* **Data to use**:
┏━━
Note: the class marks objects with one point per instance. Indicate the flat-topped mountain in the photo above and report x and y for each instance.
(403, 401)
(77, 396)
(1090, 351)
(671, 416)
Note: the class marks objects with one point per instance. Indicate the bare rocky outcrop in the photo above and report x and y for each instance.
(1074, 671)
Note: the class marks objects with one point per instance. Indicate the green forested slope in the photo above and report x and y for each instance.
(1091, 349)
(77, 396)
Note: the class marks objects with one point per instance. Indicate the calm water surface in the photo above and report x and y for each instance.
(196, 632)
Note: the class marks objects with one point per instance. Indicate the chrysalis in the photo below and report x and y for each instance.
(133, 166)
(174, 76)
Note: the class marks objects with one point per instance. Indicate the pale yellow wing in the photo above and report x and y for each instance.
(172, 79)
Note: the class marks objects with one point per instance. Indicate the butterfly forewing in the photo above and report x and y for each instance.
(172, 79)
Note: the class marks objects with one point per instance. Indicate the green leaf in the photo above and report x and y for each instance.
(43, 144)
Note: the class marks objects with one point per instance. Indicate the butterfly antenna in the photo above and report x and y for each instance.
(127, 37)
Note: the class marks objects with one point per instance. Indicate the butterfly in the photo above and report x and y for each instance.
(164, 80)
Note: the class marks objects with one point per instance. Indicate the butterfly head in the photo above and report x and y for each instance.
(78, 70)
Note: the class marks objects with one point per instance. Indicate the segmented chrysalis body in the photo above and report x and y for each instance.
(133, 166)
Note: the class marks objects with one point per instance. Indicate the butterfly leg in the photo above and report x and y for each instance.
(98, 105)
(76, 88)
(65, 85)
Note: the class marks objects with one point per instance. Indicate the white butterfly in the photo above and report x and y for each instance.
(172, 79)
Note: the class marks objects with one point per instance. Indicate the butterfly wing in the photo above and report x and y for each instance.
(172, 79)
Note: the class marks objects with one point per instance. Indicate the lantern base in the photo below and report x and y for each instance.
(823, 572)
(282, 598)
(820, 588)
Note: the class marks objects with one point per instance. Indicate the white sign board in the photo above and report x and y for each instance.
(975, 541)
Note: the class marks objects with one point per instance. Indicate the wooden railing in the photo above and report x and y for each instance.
┗━━
* **Aim of the task**: Lines before the one containing "the butterfly wing" are not wanted; please set down that line and every line after it through the end of the material, exactly.

* **Written response**:
Note: the class marks objects with one point per instance. Indicate the butterfly wing in the photo above and report x and y for each instance.
(172, 79)
Note: the class marks objects with one point per instance. Indicate the lantern base in the photo below and report x and y for each instance.
(823, 572)
(282, 598)
(820, 588)
Note: the class marks objects with one point per instance. Indicate the white sign board in the photo above and report x and y for each instance.
(975, 541)
Note: the class marks objects with one point per instance. Indicate the wooden railing in the photo above and report x and y for each instance.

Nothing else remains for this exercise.